===== Material shown =====

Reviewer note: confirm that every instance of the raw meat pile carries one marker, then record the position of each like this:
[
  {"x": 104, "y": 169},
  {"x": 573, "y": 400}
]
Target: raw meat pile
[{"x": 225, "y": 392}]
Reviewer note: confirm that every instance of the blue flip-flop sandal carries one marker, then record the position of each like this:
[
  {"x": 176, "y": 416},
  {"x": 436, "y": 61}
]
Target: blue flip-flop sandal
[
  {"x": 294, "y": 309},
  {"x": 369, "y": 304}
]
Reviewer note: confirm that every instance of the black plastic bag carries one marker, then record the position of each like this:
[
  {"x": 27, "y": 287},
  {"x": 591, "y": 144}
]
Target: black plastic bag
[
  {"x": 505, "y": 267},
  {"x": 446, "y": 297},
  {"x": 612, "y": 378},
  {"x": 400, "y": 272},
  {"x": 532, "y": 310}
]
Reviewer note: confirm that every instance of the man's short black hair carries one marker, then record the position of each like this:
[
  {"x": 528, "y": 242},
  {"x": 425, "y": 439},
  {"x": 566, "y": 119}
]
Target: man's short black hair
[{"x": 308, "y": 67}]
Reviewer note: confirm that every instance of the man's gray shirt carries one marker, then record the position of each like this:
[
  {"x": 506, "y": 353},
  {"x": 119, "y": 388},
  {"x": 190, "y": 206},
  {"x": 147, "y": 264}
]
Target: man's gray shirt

=====

Work task: A single number is the answer: how many lines of the entries above contain "that"?

Answer to the problem: 5